> _Work order_: Copy out all of the lines below exactly; the pictures do not belong in the copy.

[Image-grounded pointing data]
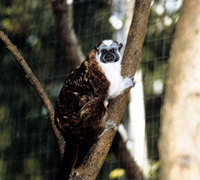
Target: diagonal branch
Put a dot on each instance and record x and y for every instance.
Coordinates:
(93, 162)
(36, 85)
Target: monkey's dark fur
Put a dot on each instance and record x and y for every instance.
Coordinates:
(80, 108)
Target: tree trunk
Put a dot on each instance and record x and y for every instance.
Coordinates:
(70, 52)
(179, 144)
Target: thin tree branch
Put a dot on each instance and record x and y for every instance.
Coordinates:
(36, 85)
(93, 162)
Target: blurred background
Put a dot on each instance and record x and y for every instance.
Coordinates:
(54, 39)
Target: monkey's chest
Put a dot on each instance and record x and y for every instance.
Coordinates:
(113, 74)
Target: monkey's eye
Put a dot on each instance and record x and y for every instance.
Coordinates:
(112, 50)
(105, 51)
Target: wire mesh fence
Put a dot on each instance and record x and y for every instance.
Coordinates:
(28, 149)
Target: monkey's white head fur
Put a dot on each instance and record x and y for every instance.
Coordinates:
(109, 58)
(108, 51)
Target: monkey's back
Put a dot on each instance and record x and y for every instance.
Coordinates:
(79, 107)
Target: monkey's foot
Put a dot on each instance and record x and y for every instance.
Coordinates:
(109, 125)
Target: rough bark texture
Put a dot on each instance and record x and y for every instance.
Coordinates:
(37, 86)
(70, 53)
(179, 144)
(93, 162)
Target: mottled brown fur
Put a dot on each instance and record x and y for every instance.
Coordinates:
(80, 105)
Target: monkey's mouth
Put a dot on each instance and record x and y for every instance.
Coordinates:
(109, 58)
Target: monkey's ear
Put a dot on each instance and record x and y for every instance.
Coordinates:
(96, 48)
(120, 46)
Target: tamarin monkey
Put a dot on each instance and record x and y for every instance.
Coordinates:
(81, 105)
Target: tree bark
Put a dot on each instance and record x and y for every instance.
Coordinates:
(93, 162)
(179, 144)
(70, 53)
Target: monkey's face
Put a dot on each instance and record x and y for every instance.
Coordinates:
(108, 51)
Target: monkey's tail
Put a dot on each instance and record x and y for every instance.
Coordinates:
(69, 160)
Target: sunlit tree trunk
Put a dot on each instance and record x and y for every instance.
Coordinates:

> _Answer box_:
Target: diagonal branch
Put a dot on each instance and record x and y for every instance.
Coordinates:
(93, 162)
(36, 85)
Target: monkey's dark fur
Put a dot on each instance and record x and y for every instance.
Coordinates:
(80, 108)
Target: tree trunk
Put a dot on each instance and record x and y for every instance.
Coordinates:
(70, 52)
(179, 144)
Target: thin tree branch
Put a dot on each instance and record x and y for every instance.
Coordinates:
(36, 85)
(93, 162)
Target: blurred background
Put a dot on each instance and record x and y for every instance.
Coordinates:
(54, 39)
Target: monkey's chest
Put a dot on each instance and record x and y for every instance.
Coordinates:
(113, 74)
Target: monkey's eye
Put a dot on each instance and record x and y for every instance.
Coordinates:
(112, 50)
(105, 51)
Target: wire mesh fence
Put a dot on each instance and record x and y for every instance.
Coordinates:
(28, 149)
Target: monkey's white head fur
Put a dot on each instance and record x and y for every instance.
Coordinates:
(109, 58)
(108, 51)
Target: monkey's back
Put a dot on each instance and record x and y for every instance.
Coordinates:
(79, 107)
Target: monkey's foot
Put a dot on each instance and record x and y for every instance.
Coordinates:
(109, 125)
Target: rough bark texture
Put a dot on each instance and record x and y for every instance.
Coordinates:
(37, 86)
(70, 53)
(179, 144)
(93, 162)
Target: mottled brown fur
Put a dot on each instance and record x and y for every instance.
Coordinates:
(80, 105)
Target: monkey's mouth
Put a dot on each instance and record x and y for every instance.
Coordinates:
(109, 58)
Target: monkey's ear
Put a dot on each instance and record x and y for every instance.
Coordinates:
(96, 48)
(120, 46)
Target: tamarin monkey
Put a dot on each instance and record x and y for every instance.
Coordinates:
(81, 105)
Target: tree bark
Put a dot on each instance and record x and y for every instance.
Coordinates:
(93, 162)
(179, 144)
(70, 53)
Target: monkey's face
Put a dot on each instance and record x and y for every instance.
Coordinates:
(108, 51)
Target: monkey's tail
Put a dot on each instance and record x and y for every instance.
Coordinates:
(69, 160)
Target: sunlit tree trunk
Put a dot on each instance and record x and y for every instance.
Coordinates:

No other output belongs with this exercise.